**DIRECTIONS:**
[A] From the company's financial notes, print the passage that starts at the words "In May 2016" and ends after the words "proceeds of $43,400.", with no changes.
[B] Write the next part of the company's financial notes, picking up after their final sentence.

**SELECTED PASSAGE:**
_____
The failure to achieve the necessary levels of profitability or obtain the additional funding would be detrimental to the Company.
NOTE 4 – Debt
In April 2015, the former director and president of the Company made the initial deposit to the Company’s bank account in the amount $100, which was being carried as a loan payable. The loan was non-interest bearing, unsecured and due upon demand.
On September 19, 2017, the former shareholder, Mr. Jure Perko, entered into an assignment agreement with the Company whereby all assets will transferred to him, and liabilities will be assumed by him, and the net difference will treated as a reduction in additional paid in capital. As a result, the Company is no longer liable for the payable to related party.
NOTE 5 – Capital Stock
The Company has 75,000,000 shares of common stock with a par value of $0.001 per share.
On May 11, 2015 the Company issued 4,000,000 shares of common stock for a purchase price of $0.001 per share to its sole director. The Company received aggregate gross proceeds of $4,000.
In May 2016 the Company, pursuant to a Registration Statement on Form S-1, sold 1,085,000 shares to 31 independent shareholders for total proceeds of $43,400.
As of November 30, 2017, there were no outstanding stock options or warrants.
NOTE 6 – Income Taxes
We use the asset and liability method of accounting for income taxes in accordance with ASC Topic 740, “Income Taxes.” Under this method, income tax expense is recognized for the amount of: (i) taxes payable or refundable for the current year and (ii) deferred tax consequences of temporary differences resulting from matters that have been recognized in an entity’s financial statements or tax returns. Deferred tax assets and liabilities are measured using enacted tax rates expected to apply to taxable income in the years in which those temporary differences are expected to be recovered or settled. The effect on deferred tax assets and liabilities of a change in tax rates is recognized in the results of operations in the period that includes the enactment date. A valuation allowance is provided to reduce the deferred tax assets reported if based on the weight of the available positive and negative evidence, it is more likely than not some portion or all of the deferred tax assets will not be realized.
ASC Topic 740.10.30 clarifies the accounting for uncertainty in income taxes recognized in an enterprise’s financial statements and prescribes a recognition threshold and measurement attribute for the financial statement recognition and measurement of a tax position taken or expected to be taken in a tax return. ASC Topic 740.10.40 provides guidance on de-recognition, classification, interest and penalties, accounting in interim periods, disclosure, and transition. We have no material uncertain tax positions for any of the reporting periods presented.
Our effective tax rate for fiscal year 2017 will be 35%, which we expect to be fairly consistent in the near term. Our tax rate may also be affected by discrete items that may occur in any given year, but are not consistent from year to year. Income taxes are calculated and accrued for U.S. taxes only. We are not required to pay corporate taxes in Slovenia until our 3rd year in business.
The Company over accrued $2,089 in Income Taxes Payable for the year ended May 31, 2015. The Company has reversed the over accrual during the six months ended November 30, 2017.
_____
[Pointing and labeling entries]

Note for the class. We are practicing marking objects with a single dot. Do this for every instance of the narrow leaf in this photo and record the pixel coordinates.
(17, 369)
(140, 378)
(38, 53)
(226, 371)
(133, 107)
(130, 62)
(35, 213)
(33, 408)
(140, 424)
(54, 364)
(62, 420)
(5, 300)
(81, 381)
_____
**WRITTEN ANSWERS:**
[A]
In May 2016 the Company, pursuant to a Registration Statement on Form S-1, sold 1,085,000 shares to 31 independent shareholders for total proceeds of $43,400.

[B]
9 |
Table of Contents |
CAPSTONE SYSTEMS, INC.
(A DEVELOPMENT STAGE COMPANY)
NOTES TO FINANCIAL STATEMENTS
FOR THE THREE AND SIX MONTHS ENDED NOVEMBER 30, 2017 AND 2016
NOTE 7 – Fixed Assets
In April 2015, the Company purchased for $6,515 a small office located at 242 Dolenjska cesta, Ljubljana, Slovenia, 10001. The Company utilizes the space as a primary office. The price of the building was $4,000 and the land was $2,515.
Fixed assets are stated at cost. The Company utilizes straight-line depreciation over the estimated useful life of the asset.
Buildings – 15 years
Office Equipment – 7 years
Depreciation expense for the building for the years ended November 30, 2017 and 2016 was $0 and $133, respectively.
On September 19, 2017, the former shareholder, Mr. Jure Perko, entered into an assignment agreement with the Company whereby all assets were transferred to him, and liabilities were assumed by him. Accordingly, the Company has waived its rights and title to aforementioned fixed assets.
NOTE 8 – Related Party Transactions
The Company's sole officer and director is involved in other business activities and may in the future, become involved in other business opportunities as they become available.
The Company has a related party transaction involving the Company’s director. The nature and details of the transaction are described in Note 4 and Note 5.
NOTE 9 – Concentration Risk
We currently have only one customer and have ordered from only one vendor. As we grow we expect to increase the number of customers and vendors we have, however; at this time there is a risk to the company if we lose either our customer or vendor.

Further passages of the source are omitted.